[Text to read]:
══════════════════════════════
Prices and the cost of inputs such as water availability are two factors that fit into complex decision-making about which crops to plant.

The demand is still there. A late January report from the USDA’s National Agricultural Statistics Service said tomato processors plan to contract for more than 12 million tons in 2021, up 6% from last year. The acreage planted with contracted processing tomatoes was up about 6,000 acres or 2.6% over last year – an increase that Errotabere said wasn’t that big for a world crop that fluctuates depending on what happens with tomato paste sales as far afield as, say, Europe.

But with limited water resources and increased costs, it’s tougher and tougher for growers to decide whether or not to plant vegetable crops that require a lot of input.

“There’s a challenge in terms of a limited budget. I don’t know how a grower can go in and speculate that way,” Errotabere said. “You can do it, but you may find a low return on the growth of other crop opportunities. Because, remember, all processing crops (growers), whether it’s tomatoes or garlic or whatever the crop is, all have to think about the same thing – they’re going to have to compete for those limited water acres that are sure to come. Remember, we don’t have endless groundwater backed up to deal with that. And that’s a real challenge for the processors to deal with, because (we’re) now out to the early part of their forecasting year to make some committed judgments.

“You’re going to know looking out, say September, October, before the coming year, what your decision plan will look like for water budgeting allocation and the crops that deserve it,” he continued. “And everything will be measured probably more on a dollars-per-acre-foot return, rather than dollars-per-acre.”

A volatile future

Water management is important, and Errotabere said that in past drought years, “we pumped a whole lot of groundwater, probably more than we should have.”

But the other side of the issue is that water legislation is driving instability in the market.

“That’s one of the things the industry wants, is market stability,” he said. “It’s pretty tough, when I’m looking at instability in my water supply, because my input cost will grow, either in (needing) more water or more price per unit of water.”

And unfortunately, the public doesn’t fully appreciate the challenges growers face.
══════════════════════════════
[Record list]:
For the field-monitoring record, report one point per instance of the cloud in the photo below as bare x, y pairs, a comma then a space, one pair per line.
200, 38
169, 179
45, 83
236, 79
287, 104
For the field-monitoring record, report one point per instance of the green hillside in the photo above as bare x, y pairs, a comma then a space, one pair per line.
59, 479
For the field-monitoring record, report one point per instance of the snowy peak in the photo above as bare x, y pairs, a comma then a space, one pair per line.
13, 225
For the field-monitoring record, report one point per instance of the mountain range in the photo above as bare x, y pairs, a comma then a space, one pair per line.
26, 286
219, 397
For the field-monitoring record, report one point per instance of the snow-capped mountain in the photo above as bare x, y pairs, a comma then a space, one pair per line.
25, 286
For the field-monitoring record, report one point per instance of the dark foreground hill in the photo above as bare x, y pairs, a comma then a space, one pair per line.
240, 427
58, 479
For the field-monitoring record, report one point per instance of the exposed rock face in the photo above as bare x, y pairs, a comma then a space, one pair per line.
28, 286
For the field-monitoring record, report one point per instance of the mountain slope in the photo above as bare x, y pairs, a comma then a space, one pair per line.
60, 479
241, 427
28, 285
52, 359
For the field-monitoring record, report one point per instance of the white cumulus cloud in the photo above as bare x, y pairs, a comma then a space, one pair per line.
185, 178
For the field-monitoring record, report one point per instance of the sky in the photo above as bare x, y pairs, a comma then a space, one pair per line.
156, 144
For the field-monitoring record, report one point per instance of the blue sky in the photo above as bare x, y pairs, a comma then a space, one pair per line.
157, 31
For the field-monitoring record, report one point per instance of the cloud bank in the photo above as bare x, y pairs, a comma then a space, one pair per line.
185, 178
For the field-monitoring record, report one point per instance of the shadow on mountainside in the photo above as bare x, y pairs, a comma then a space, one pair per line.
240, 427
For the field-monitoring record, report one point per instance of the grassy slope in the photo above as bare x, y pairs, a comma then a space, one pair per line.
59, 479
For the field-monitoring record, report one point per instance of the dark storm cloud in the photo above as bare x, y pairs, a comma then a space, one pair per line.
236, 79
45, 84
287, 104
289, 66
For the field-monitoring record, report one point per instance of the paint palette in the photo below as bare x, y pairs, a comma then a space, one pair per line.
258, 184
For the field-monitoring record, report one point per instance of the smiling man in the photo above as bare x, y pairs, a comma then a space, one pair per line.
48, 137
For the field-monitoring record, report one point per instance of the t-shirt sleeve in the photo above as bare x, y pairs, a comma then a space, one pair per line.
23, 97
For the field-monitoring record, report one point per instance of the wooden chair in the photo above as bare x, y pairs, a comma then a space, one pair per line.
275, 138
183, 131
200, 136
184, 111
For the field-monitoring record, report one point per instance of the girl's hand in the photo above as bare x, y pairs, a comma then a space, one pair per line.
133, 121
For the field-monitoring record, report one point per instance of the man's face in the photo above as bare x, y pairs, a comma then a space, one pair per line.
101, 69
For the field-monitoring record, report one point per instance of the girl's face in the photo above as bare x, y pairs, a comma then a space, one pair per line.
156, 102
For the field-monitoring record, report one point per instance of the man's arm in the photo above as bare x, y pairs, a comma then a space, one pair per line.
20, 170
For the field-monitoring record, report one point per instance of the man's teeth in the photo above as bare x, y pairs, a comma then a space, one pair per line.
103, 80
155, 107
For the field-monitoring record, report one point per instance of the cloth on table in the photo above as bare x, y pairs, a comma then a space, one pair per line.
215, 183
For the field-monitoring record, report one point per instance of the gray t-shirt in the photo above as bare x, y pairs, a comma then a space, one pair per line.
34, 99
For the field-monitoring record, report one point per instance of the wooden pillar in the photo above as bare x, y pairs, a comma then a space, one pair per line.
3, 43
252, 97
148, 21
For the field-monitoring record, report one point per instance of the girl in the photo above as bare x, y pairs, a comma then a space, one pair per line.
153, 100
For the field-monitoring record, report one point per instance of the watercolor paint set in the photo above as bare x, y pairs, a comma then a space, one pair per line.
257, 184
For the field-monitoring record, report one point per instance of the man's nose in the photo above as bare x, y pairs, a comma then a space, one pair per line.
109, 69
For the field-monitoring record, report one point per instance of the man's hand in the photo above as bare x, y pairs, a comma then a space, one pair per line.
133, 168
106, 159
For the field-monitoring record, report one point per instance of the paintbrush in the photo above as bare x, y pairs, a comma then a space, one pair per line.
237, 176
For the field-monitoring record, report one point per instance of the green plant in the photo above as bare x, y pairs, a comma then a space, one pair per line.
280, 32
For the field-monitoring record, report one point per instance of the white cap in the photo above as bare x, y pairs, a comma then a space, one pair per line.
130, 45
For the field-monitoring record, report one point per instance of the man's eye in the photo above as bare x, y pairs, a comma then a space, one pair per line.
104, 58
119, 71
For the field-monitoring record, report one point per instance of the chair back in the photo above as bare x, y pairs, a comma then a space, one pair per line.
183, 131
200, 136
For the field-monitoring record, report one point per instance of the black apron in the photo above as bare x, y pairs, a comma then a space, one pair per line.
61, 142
══════════════════════════════
[List of tasks]:
1. Answer from the passage on crop decisions and water:
(a) How many tons do tomato processors plan to contract for in 2021, according to the late January report?
(b) By what percentage was the acreage planted with contracted processing tomatoes up over last year?
(c) On what kind of return does Errotabere say everything will probably be measured?
2. Retype part of the passage on crop decisions and water word for word, beginning at the words "But the other" and stopping after "challenges growers face.".
The records have no connection to the passage on crop decisions and water.

[Outputs in order]:
1.
(a) More than 12 million tons.
(b) About 2.6%.
(c) A dollars-per-acre-foot return, rather than dollars-per-acre.

2.
But the other side of the issue is that water legislation is driving instability in the market.

“That’s one of the things the industry wants, is market stability,” he said. “It’s pretty tough, when I’m looking at instability in my water supply, because my input cost will grow, either in (needing) more water or more price per unit of water.”

And unfortunately, the public doesn’t fully appreciate the challenges growers face.